Excerpts from bounding box data
***
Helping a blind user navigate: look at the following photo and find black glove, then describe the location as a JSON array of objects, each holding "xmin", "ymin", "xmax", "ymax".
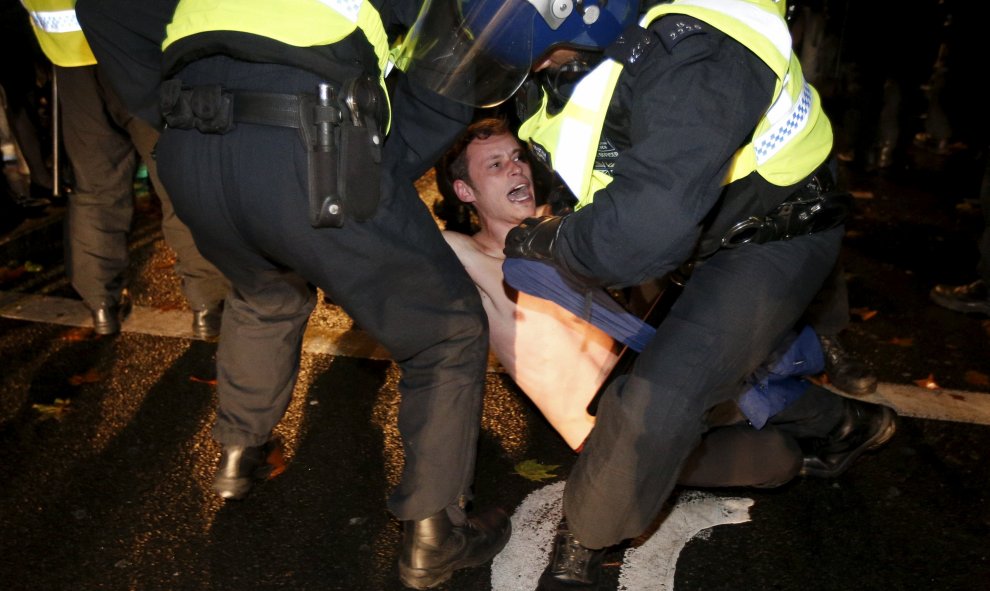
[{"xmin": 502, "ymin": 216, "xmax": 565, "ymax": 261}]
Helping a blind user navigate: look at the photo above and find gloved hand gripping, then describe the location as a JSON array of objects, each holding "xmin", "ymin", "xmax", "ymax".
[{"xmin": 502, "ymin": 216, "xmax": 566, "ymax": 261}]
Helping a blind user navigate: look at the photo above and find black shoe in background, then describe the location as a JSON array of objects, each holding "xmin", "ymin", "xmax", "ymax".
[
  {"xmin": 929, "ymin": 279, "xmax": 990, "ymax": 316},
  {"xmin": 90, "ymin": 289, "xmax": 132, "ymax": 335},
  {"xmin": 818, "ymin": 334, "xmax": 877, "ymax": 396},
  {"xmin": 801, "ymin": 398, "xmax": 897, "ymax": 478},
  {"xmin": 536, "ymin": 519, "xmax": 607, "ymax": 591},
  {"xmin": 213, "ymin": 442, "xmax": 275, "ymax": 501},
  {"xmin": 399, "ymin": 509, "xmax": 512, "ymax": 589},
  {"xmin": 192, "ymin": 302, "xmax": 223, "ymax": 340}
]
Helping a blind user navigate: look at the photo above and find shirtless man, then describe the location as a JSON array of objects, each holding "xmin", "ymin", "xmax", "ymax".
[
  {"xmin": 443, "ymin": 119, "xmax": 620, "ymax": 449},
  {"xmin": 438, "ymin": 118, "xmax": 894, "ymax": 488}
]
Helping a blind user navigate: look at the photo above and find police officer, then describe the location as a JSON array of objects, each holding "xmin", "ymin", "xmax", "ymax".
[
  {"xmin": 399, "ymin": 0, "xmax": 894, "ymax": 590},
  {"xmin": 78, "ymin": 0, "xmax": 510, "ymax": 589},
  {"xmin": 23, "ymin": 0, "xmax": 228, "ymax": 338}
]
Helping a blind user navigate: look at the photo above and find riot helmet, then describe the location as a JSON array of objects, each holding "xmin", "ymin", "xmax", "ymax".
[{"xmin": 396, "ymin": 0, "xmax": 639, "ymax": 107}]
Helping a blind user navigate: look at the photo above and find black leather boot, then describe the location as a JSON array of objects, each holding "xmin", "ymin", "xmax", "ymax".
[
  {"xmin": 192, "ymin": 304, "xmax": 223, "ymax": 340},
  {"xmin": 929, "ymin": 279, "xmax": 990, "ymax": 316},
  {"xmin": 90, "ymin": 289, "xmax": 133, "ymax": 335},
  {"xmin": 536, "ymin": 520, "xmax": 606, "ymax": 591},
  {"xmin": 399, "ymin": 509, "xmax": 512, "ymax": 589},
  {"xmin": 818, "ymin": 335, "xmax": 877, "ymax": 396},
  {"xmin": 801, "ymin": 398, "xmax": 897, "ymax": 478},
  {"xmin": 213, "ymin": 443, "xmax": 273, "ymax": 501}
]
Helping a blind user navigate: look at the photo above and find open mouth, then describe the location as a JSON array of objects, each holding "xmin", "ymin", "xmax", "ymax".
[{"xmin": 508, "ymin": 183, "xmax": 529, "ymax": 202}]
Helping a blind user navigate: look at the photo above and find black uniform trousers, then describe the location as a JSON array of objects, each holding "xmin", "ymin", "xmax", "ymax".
***
**EXERCISE**
Which lines of the material above contain the word "shoe"? Pull out each of those lines and list it unchanged.

**FULL ANSWER**
Helping a blind user navigate: look at the photo above and find black shoe in background, then describe the location as a JSON array of objects, each holding "xmin", "ymin", "xmax", "ymax".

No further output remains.